PASSAGE CITÉ:
EEMNI publie le rapport que la pasteure Roswitha Ebner-Golder de la communauté latino-américaine méthodiste de Genève pour le compte de la Fédération des Eglises protestantes de Suisse (FEPS). Elle évoque ce qu’ont été la vie cultuelle et les études bibliques lors de la 9e Assemblée générale du COE qui se tenait du 13 au 23 février 2006 à Porto Alegre, Brésil.
Rapport sur la vie cultuelle et les études bibliques
“Dieu dans ta grâce, transforme le monde” – le titre de cette assemblée est une prière et marque d’emblée sa tonalité : Ce sera une assemblée qui prie !
Nombreuses sont les occasions durant les plénières, les conversations œcuméniques, les ateliers et les études bibliques où l’on se mettra à prier ensemble. La chapelle est toujours ouverte pour un recueillement personnel. Elle sert de lieu de culte pour la Pré-Assemblée des jeunes. Durant le cours de l’Assemblée, différentes confessions y organisent des services eucharistiques à midi. Des membres de l’équipe d’accompagnement pastoral y offrent également des services d’imposition de mains avec onction d’huile.
Du moins en anglais, les grands rassemblements au début et à la fin de chaque journée portent le nom de « Prayer ». Pour ces moments, à la fois solennels et joyeux, tout le monde se retrouve sous une immense tente à l’entrée de l’université catholique pontificale de Rio Grande du Sud, lieu principal des rencontres de cette assemblée. En ce qui concerne la forme et le contenu, les termes traditionnels « culte », voire « Gottesdienst », choisis en français et en allemand me semblent plus exacts. On aurait aussi pu s’aligner sur l’espagnol et le portugais qui nous invitent à des « célébrations », puisque c’est bel et bien de cela qu’il s’agissait avec la musique superbe aux rythmes de tous les continents, des prières, des lectures bibliques à plusieurs voix et des symboles hauts en couleurs. L’équipe qui a préparé ce cadre liturgique nous a offert des temps de fête, une « festa de la vida » comme le secrétaire général, le pasteur Samuel Kobia, l’a appelée dans son rapport. Le gros recueil de chants et de prières « em tua graça » avec les partitions et de nombreux textes en cinq langues sera un outil précieux pour nos communautés multiculturelles et nos rencontres œcuméniques.

[Lignes de données]

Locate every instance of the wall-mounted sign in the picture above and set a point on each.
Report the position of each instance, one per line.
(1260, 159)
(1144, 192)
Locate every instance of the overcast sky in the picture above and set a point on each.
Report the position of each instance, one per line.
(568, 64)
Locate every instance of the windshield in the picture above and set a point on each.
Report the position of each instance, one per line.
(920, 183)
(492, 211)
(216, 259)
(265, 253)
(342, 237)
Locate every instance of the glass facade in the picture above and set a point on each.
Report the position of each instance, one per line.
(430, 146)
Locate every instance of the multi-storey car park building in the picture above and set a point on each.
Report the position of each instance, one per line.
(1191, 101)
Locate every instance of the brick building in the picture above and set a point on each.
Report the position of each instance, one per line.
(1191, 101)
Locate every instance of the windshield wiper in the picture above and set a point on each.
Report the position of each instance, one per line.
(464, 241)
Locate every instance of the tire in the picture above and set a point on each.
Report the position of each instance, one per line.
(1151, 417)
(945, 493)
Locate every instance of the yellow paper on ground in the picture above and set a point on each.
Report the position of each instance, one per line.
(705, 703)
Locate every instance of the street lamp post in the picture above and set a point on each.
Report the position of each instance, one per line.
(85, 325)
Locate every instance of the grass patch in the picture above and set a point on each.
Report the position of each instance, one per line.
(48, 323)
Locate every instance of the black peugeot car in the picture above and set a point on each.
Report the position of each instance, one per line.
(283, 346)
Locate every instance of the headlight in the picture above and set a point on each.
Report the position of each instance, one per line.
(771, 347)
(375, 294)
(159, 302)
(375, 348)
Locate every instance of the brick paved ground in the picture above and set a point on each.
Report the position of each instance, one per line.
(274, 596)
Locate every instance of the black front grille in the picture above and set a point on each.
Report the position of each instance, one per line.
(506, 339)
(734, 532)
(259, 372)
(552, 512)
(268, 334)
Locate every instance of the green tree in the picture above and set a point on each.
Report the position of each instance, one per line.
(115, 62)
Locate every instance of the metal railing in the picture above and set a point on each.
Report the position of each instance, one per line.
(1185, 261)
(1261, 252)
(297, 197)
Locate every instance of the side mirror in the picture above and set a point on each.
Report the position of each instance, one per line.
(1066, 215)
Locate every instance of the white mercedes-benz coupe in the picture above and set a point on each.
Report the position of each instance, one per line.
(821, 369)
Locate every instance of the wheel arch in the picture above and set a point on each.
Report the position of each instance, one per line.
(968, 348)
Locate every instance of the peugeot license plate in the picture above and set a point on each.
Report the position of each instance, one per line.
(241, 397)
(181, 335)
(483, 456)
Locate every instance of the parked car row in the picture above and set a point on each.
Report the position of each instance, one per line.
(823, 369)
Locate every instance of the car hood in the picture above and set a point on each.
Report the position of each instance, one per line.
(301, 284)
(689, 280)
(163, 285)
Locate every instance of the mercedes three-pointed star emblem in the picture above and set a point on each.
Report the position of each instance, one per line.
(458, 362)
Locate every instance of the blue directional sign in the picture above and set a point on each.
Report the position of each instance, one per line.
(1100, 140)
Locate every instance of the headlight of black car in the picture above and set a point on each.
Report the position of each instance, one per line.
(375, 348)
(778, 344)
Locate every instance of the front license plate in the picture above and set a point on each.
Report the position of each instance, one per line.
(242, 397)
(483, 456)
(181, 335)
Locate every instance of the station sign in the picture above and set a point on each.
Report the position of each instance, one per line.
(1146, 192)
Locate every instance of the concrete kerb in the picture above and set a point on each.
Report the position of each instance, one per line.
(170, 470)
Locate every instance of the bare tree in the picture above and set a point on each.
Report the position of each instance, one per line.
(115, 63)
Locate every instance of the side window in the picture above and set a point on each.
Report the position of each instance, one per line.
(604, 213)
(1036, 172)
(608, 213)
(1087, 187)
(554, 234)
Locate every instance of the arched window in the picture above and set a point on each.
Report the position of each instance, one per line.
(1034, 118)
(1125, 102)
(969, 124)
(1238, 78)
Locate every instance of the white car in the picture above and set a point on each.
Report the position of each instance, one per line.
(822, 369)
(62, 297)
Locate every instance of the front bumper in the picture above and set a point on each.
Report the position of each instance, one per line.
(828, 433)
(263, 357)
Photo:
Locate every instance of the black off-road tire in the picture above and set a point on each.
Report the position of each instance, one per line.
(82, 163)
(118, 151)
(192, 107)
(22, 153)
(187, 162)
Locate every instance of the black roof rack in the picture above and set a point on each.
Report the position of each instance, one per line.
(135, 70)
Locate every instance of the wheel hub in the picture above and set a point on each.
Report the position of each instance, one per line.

TÂCHE DEMANDÉE: Selon le rapport sur la vie cultuelle à Porto Alegre, pourquoi aurait-on pu reprendre le terme « célébrations » de l'espagnol et du portugais ? Répondez en une à trois phrases. Les entrées ne sont d'aucune utilité ici.

SOLUTION DÉTAILLÉE: Parce que ces rassemblements étaient bel et bien des célébrations. On y trouvait une musique superbe aux rythmes de tous les continents, des prières, des lectures bibliques à plusieurs voix et des symboles hauts en couleurs.